-------- Records for this task --------

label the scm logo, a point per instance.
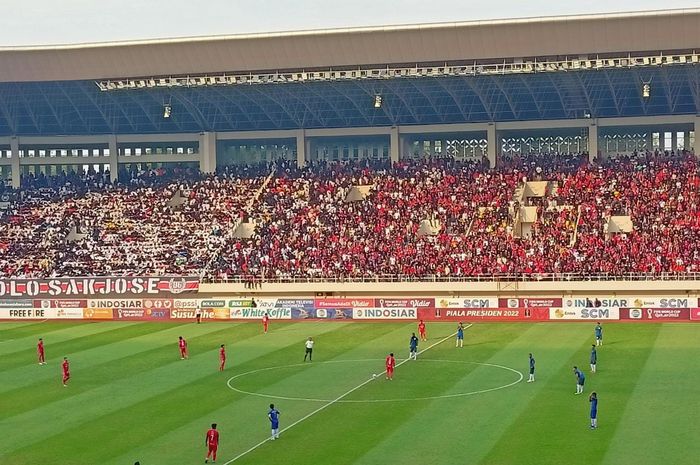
(595, 313)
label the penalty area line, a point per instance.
(339, 398)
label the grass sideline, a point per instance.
(132, 398)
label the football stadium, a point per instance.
(371, 245)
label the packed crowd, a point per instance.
(155, 223)
(307, 226)
(307, 229)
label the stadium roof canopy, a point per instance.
(53, 89)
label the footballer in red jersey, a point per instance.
(421, 331)
(211, 440)
(222, 358)
(182, 344)
(40, 352)
(66, 371)
(390, 365)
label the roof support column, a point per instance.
(592, 141)
(492, 144)
(301, 148)
(207, 152)
(113, 158)
(14, 153)
(394, 145)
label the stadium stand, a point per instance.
(430, 219)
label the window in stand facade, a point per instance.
(625, 143)
(544, 144)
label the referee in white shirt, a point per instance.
(309, 344)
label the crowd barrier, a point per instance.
(167, 306)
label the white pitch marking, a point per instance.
(373, 401)
(340, 397)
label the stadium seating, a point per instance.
(433, 219)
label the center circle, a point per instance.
(340, 399)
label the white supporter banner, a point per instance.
(383, 313)
(602, 313)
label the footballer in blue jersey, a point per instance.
(580, 379)
(460, 335)
(413, 347)
(598, 334)
(593, 399)
(274, 416)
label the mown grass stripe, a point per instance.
(23, 348)
(562, 435)
(242, 419)
(660, 419)
(129, 397)
(86, 352)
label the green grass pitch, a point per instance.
(131, 397)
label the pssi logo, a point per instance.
(177, 286)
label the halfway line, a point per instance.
(324, 406)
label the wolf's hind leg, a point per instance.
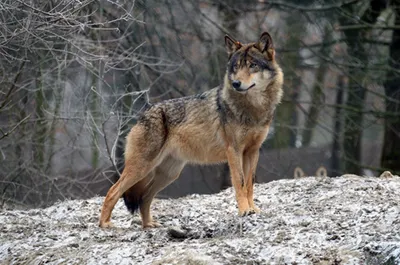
(250, 160)
(131, 175)
(165, 173)
(140, 158)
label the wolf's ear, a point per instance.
(265, 45)
(231, 44)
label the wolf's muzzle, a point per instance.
(238, 88)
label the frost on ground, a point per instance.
(345, 220)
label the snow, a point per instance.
(313, 220)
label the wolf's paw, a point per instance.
(106, 225)
(151, 224)
(255, 209)
(246, 212)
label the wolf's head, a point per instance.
(252, 66)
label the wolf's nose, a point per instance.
(236, 83)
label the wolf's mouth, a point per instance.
(242, 90)
(251, 86)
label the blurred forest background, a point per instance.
(75, 73)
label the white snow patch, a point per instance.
(344, 220)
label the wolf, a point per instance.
(225, 124)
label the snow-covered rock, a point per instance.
(344, 220)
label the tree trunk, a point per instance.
(336, 165)
(353, 123)
(316, 96)
(391, 145)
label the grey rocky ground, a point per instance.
(344, 220)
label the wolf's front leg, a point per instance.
(250, 160)
(235, 161)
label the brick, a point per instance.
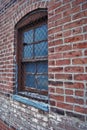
(79, 15)
(80, 77)
(51, 89)
(65, 7)
(74, 69)
(76, 2)
(84, 6)
(79, 61)
(71, 11)
(55, 56)
(68, 92)
(59, 90)
(63, 76)
(63, 48)
(67, 33)
(81, 109)
(77, 30)
(56, 69)
(56, 42)
(62, 62)
(74, 85)
(64, 106)
(56, 83)
(80, 45)
(73, 39)
(79, 93)
(57, 97)
(72, 54)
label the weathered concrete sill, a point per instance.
(36, 104)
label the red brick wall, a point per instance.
(67, 24)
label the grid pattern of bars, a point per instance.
(34, 58)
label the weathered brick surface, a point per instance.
(67, 63)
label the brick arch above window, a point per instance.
(27, 8)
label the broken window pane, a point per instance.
(41, 49)
(41, 33)
(28, 37)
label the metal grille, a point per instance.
(34, 58)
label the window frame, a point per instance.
(22, 26)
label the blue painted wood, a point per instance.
(36, 104)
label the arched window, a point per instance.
(32, 55)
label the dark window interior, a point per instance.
(33, 60)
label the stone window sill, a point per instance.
(40, 105)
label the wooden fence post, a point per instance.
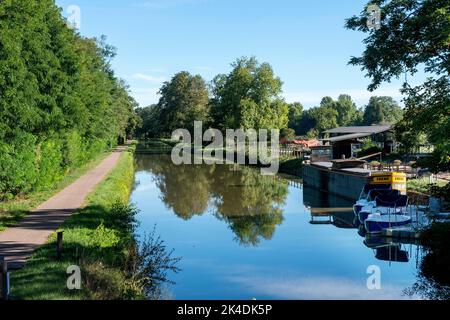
(4, 279)
(59, 238)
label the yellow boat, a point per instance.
(396, 179)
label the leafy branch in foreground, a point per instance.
(148, 264)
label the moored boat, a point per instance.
(389, 203)
(376, 223)
(368, 195)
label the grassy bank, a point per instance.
(422, 185)
(14, 210)
(97, 238)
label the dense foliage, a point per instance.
(250, 97)
(60, 103)
(413, 33)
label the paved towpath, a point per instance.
(18, 243)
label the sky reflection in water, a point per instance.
(242, 236)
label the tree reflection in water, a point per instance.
(250, 203)
(434, 275)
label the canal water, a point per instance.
(241, 235)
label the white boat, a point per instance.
(385, 204)
(369, 193)
(376, 223)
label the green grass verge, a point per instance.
(95, 239)
(422, 185)
(11, 212)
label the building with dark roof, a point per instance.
(346, 141)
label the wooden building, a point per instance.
(346, 141)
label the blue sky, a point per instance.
(304, 40)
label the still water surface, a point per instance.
(242, 235)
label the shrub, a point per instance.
(17, 165)
(72, 150)
(49, 157)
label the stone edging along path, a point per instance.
(18, 243)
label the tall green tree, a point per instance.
(184, 99)
(348, 112)
(60, 102)
(382, 110)
(248, 97)
(412, 34)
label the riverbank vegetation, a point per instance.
(250, 96)
(60, 103)
(12, 211)
(413, 34)
(100, 240)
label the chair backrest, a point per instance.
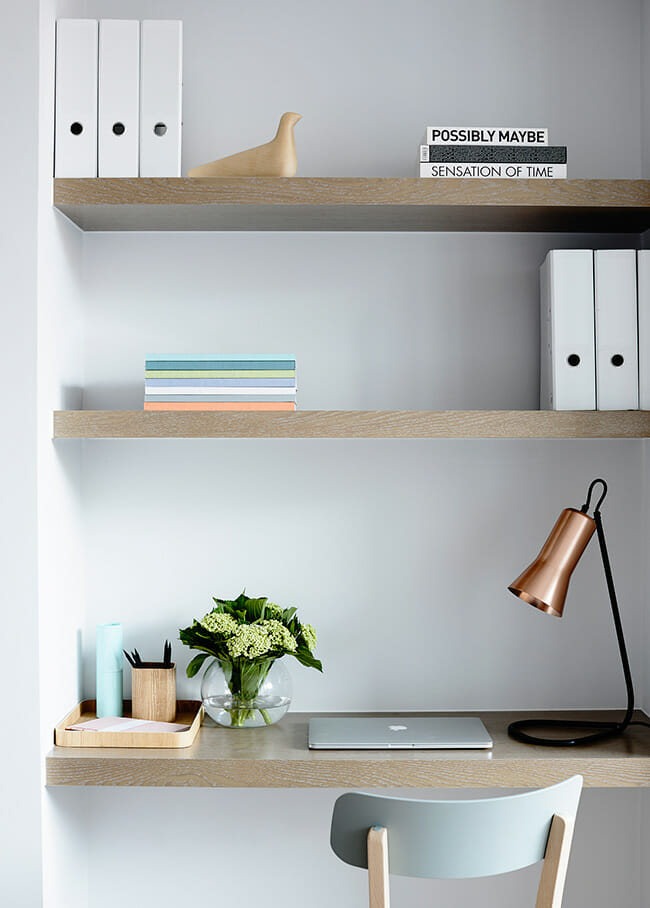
(453, 839)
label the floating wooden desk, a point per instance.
(355, 203)
(353, 424)
(278, 757)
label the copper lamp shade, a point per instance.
(545, 582)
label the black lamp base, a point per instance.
(595, 731)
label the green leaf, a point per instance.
(196, 664)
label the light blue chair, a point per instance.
(458, 839)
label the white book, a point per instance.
(161, 64)
(617, 369)
(75, 127)
(119, 98)
(643, 299)
(486, 135)
(505, 171)
(568, 350)
(197, 391)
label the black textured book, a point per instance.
(487, 154)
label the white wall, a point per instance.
(368, 79)
(61, 561)
(272, 847)
(400, 552)
(20, 858)
(423, 534)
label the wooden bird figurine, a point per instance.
(276, 158)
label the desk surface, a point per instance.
(278, 757)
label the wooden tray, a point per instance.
(188, 712)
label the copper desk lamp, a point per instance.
(544, 584)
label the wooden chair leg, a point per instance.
(556, 862)
(378, 867)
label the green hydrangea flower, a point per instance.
(218, 623)
(250, 641)
(309, 636)
(273, 610)
(280, 637)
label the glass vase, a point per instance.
(243, 694)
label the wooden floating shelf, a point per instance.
(357, 203)
(278, 757)
(353, 424)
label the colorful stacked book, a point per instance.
(220, 382)
(491, 152)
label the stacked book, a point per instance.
(220, 382)
(491, 152)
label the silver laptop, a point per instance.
(399, 733)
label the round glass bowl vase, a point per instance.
(245, 695)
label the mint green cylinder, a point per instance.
(109, 691)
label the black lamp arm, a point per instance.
(599, 730)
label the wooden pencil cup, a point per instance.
(154, 692)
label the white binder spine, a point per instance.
(161, 62)
(568, 363)
(119, 98)
(75, 129)
(617, 371)
(643, 285)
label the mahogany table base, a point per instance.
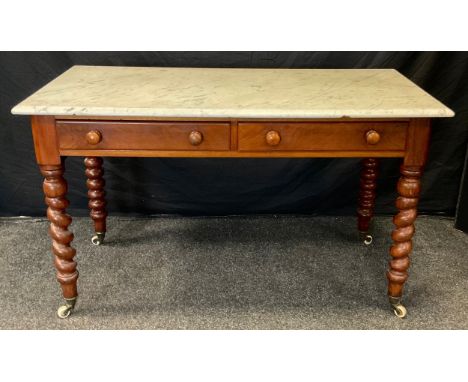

--------

* [Directions for this task] The expected output is each record, copied exactly, and nothing in place of the pictures.

* [Completed exercise]
label the scm logo, a point per instance.
(595, 313)
label the penalty area line, a point per instance.
(339, 398)
label the grass sideline, a point per instance.
(132, 398)
label the football stadium, a point per instance.
(371, 245)
label the packed crowd, a point per instance.
(155, 223)
(307, 226)
(307, 229)
label the stadium roof canopy, a point per instance.
(53, 89)
label the footballer in red jersey, a point per instance.
(421, 331)
(211, 440)
(222, 358)
(182, 344)
(40, 352)
(66, 371)
(390, 365)
label the roof support column, a point per instance.
(592, 141)
(492, 144)
(301, 148)
(207, 152)
(113, 158)
(14, 153)
(394, 145)
label the stadium stand, a point per instance.
(430, 219)
label the window in stand facade, a point per instance.
(625, 143)
(544, 144)
label the referee in white shirt, a point per instance.
(309, 344)
label the crowd barrier, a point per instance.
(167, 306)
label the white pitch marking, a point per instance.
(373, 401)
(340, 397)
label the stadium seating, a point per instance.
(433, 219)
label the center circle, a point per instance.
(340, 399)
label the white supporter banner, a point per instance.
(383, 313)
(602, 313)
label the footballer in blue jersey, a point per instance.
(580, 379)
(460, 335)
(413, 347)
(598, 334)
(593, 399)
(274, 416)
label the mown grass stripe, a point per instance.
(23, 348)
(562, 435)
(242, 419)
(660, 419)
(129, 397)
(86, 352)
label the green grass pitch, a point per instance.
(131, 397)
label the pssi logo, a point per instance.
(177, 286)
label the halfway line, a point per instance.
(324, 406)
label the wolf's hind leg, a point per instance.
(250, 160)
(131, 175)
(165, 173)
(140, 158)
label the wolf's ear, a point per instance.
(265, 45)
(231, 44)
label the wolf's muzzle, a point per instance.
(238, 88)
label the frost on ground, a point per instance.
(345, 220)
label the snow, a point per instance.
(313, 220)
label the wolf's paw, a point per instance.
(106, 225)
(151, 224)
(255, 209)
(246, 212)
label the wolf's head, a point per instance.
(252, 66)
label the wolf's nose, a point per instance.
(236, 83)
label the wolf's mouth, a point per instance.
(242, 90)
(251, 86)
label the blurred forest background, a point per instance.
(75, 73)
label the white snow patch, a point per instance.
(344, 220)
label the wolf, a point per instance.
(225, 124)
label the snow-covered rock, a point per instance.
(344, 220)
label the tree trunk, a point per instance.
(336, 165)
(353, 123)
(316, 96)
(391, 145)
label the grey rocky ground, a point per instance.
(344, 220)
label the wolf's front leg, a point per instance.
(250, 160)
(235, 161)
label the brick, a point per instance.
(79, 15)
(80, 77)
(51, 89)
(65, 7)
(74, 69)
(76, 2)
(84, 6)
(79, 61)
(71, 11)
(55, 56)
(68, 92)
(59, 90)
(63, 76)
(63, 48)
(67, 33)
(81, 109)
(77, 30)
(56, 69)
(56, 42)
(62, 62)
(74, 85)
(64, 106)
(56, 83)
(80, 45)
(73, 39)
(79, 93)
(57, 97)
(72, 54)
label the weathered concrete sill, a point per instance.
(36, 104)
label the red brick wall, a point per instance.
(67, 24)
label the grid pattern of bars, a point per instance.
(34, 58)
label the weathered brick surface, a point per instance.
(67, 63)
label the brick arch above window, a point per instance.
(27, 8)
label the broken window pane, a point per instance.
(41, 49)
(41, 33)
(28, 37)
label the metal grille, a point per instance.
(34, 58)
label the window frame, a point per instance.
(22, 26)
label the blue painted wood, a point per instance.
(36, 104)
label the arched window, a point per instance.
(32, 55)
label the dark window interior, a point per instance.
(33, 60)
label the stone window sill, a point per instance.
(40, 105)
label the wooden fence post, a point per instance.
(4, 279)
(59, 238)
label the yellow boat, a point per instance.
(396, 179)
label the leafy branch in foreground, a point per instance.
(148, 264)
label the moored boat, a point per instance.
(389, 203)
(376, 223)
(368, 195)
label the grassy bank, a point per instance.
(422, 185)
(14, 210)
(97, 238)
label the dense foliage, a point per instance.
(250, 97)
(60, 103)
(413, 33)
label the paved towpath, a point per instance.
(18, 243)
label the sky reflection in water, a point per instance.
(242, 236)
label the tree reflection in water, a point per instance.
(250, 203)
(434, 275)
label the canal water, a point per instance.
(241, 235)
label the white boat, a point per instance.
(385, 204)
(369, 193)
(376, 223)
label the green grass verge, a point per instance.
(95, 239)
(422, 185)
(11, 212)
label the building with dark roof, a point per instance.
(346, 141)
label the wooden building, a point per instance.
(346, 141)
label the blue sky, a point per instance.
(304, 40)
label the still water surface, a point per instance.
(242, 235)
label the shrub, a point per instance.
(17, 165)
(72, 150)
(49, 157)
label the stone edging along path, a point per instance.
(18, 243)
label the tall green tree, a point per instance.
(184, 99)
(348, 112)
(60, 102)
(382, 110)
(248, 97)
(412, 34)
label the riverbank vegetation, a point per instance.
(250, 96)
(60, 103)
(12, 211)
(413, 34)
(100, 240)
label the chair backrest, a point per instance.
(453, 839)
label the floating wooden desk, a point per instance.
(355, 203)
(353, 424)
(278, 757)
label the copper lamp shade, a point per instance.
(545, 582)
label the black lamp base, a point per instance.
(595, 731)
label the green leaf, a point per instance.
(196, 664)
label the light blue chair, a point per instance.
(458, 839)
label the white book, a point per instance.
(161, 64)
(617, 369)
(75, 127)
(119, 98)
(643, 299)
(486, 135)
(505, 171)
(568, 350)
(197, 391)
label the black textured book, a point per instance.
(487, 154)
label the white wall, a point per instance.
(368, 79)
(61, 561)
(272, 847)
(400, 552)
(20, 858)
(423, 534)
label the wooden bird figurine, a point per instance.
(276, 158)
label the desk surface, a point per instance.
(278, 757)
label the wooden tray, a point per instance.
(188, 712)
label the copper desk lamp, a point per instance.
(544, 584)
label the wooden chair leg, a point per instance.
(556, 862)
(378, 867)
label the green hydrangea flower, a point per instance.
(218, 623)
(250, 641)
(309, 636)
(273, 610)
(280, 637)
label the glass vase, a point per instance.
(243, 694)
label the wooden floating shelf, a point per instance.
(357, 203)
(278, 757)
(353, 424)
label the colorful stacked book, a point per instance.
(220, 382)
(491, 152)
label the stacked book, a point per instance.
(220, 382)
(491, 152)
label the silver laptop, a point per instance.
(399, 733)
label the round glass bowl vase, a point per instance.
(245, 695)
label the mint green cylinder, a point per instance.
(109, 691)
label the black lamp arm, a point per instance.
(599, 730)
label the wooden pencil cup, a point per instance.
(154, 692)
label the white binder spine, a point per instance.
(161, 62)
(568, 363)
(119, 98)
(75, 129)
(617, 371)
(643, 285)
label the mahogany table base, a point per instance.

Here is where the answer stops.